◆ EXERCÍCIO 1 ◆
Traduza para inglês esta frase do texto sobre amamentação: "Nos Objetivos de Desenvolvimento Sustentável das Nações Unidas é estabelecida a meta de atingir 70% de aleitamento materno exclusivo até 2030."
◆ EXERCÍCIO 2 ◆
Extraia do texto sobre amamentação, sem qualquer alteração, o trecho que abre com as palavras que contêm "O regresso ao" e fecha com "conservação do leite.".

◆ EXCERTO DO DOCUMENTO ◆

/---

O regresso ao trabalho é também muitas das vezes um dos principais motivos para o abandono da amamentação. Deste modo, a disponibilidade de espaços para amamentar no local de trabalho, a licença de maternidade prolongada (sem penalizações), assim como a discussão de estratégias com as mães para a possibilidade de extração e conservação do leite.
No que se refere aos serviços e políticas de saúde, as intervenções realizadas no período pré e pós-natal, parecem ser mais eficazes do que as intervenções concentradas num único período. Deveria ser criada consulta de aleitamento materno, no 3º trimestre de gravidez para ser discutido o plano de aleitamento materno, de forma a elucidar conhecimentos sobre a prática e técnica do aleitamento, esclarecer dúvidas existentes e desmistificar algumas crenças, bem como promoção e aconselhamento sobre aleitamento materno a cada contato de vigilância preconizado após o nascimento, já que o período crítico de abandono ocorre entre o 1º e o 2º mês. O aconselhamento em grupo, bem como os programas de preparação para o parto e parentalidade durante a gravidez, deverão fazer parte da rotina da futura mãe, no sentido de a familiarizar com o início da amamentação.
Países onde a amamentação é protegida, promovida e apoiada através de políticas alimentares e de saúde, as mães tendem mais a amamentar exclusivamente os seus filhos, sendo que parece haver um maior efeito com múltiplas intervenções.
É realmente possível conciliar uma vida profissional ativa com as recomendações da OMS sobre a amamentação?
Segundo a OMS e a Unicef, nos últimos 10 anos, verificou-se um aumento significativo no aumento das taxas de aleitamento materno exclusivo, mas consideram ser possível atingir um crescimento ainda maior, garantindo que a amamentação deva ser protegida e apoiada, particularmente no local de trabalho e na comunidade. Nos Objetivos de Desenvolvimento Sustentável das Nações Unidas é estabelecida a meta de atingir 70% de aleitamento materno exclusivo até 2030. Para tal os serviços de saúde e a sociedade em geral devem aliar-se em prol da promoção, manutenção e apoio ao aleitamento materno.

\---

◆ MATERIAL APRESENTADO ◆
/---

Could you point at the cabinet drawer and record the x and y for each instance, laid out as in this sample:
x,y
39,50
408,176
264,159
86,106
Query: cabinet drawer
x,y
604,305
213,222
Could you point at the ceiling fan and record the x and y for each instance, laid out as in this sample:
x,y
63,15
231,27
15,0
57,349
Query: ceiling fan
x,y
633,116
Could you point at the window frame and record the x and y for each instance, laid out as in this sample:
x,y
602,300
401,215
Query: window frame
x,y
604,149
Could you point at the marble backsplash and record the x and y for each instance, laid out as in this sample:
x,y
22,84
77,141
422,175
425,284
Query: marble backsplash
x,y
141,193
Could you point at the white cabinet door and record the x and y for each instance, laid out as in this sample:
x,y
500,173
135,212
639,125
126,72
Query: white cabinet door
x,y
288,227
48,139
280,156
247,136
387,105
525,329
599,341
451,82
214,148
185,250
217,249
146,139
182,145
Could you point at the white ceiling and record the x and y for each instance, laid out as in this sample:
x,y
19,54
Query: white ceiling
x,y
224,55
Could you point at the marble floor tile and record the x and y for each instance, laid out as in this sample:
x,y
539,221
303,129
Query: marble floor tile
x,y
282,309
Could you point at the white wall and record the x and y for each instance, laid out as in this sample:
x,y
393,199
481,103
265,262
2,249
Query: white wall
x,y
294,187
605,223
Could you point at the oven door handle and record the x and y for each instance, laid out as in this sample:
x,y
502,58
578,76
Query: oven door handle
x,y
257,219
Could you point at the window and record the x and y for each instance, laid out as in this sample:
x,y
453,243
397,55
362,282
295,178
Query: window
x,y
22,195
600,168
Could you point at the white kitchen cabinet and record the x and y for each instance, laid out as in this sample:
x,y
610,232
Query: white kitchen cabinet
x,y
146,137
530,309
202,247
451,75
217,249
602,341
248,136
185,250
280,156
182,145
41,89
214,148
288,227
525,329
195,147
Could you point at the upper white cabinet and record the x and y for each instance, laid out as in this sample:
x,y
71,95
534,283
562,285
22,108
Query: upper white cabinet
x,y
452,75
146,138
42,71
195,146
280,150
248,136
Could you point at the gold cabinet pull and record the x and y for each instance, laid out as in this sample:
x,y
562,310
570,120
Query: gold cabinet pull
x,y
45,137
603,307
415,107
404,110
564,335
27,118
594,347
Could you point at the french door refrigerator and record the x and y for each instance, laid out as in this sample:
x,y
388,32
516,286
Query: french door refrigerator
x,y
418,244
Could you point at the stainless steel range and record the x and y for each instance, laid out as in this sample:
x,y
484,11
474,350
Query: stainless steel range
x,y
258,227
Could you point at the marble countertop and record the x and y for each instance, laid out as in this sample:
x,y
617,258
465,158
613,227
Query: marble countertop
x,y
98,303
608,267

\---

◆ RESPOSTA ESCRITA 1 ◆
The United Nations Sustainable Development Goals set the target of reaching 70% exclusive breastfeeding by 2030.

◆ RESPOSTA ESCRITA 2 ◆
O regresso ao trabalho é também muitas das vezes um dos principais motivos para o abandono da amamentação. Deste modo, a disponibilidade de espaços para amamentar no local de trabalho, a licença de maternidade prolongada (sem penalizações), assim como a discussão de estratégias com as mães para a possibilidade de extração e conservação do leite.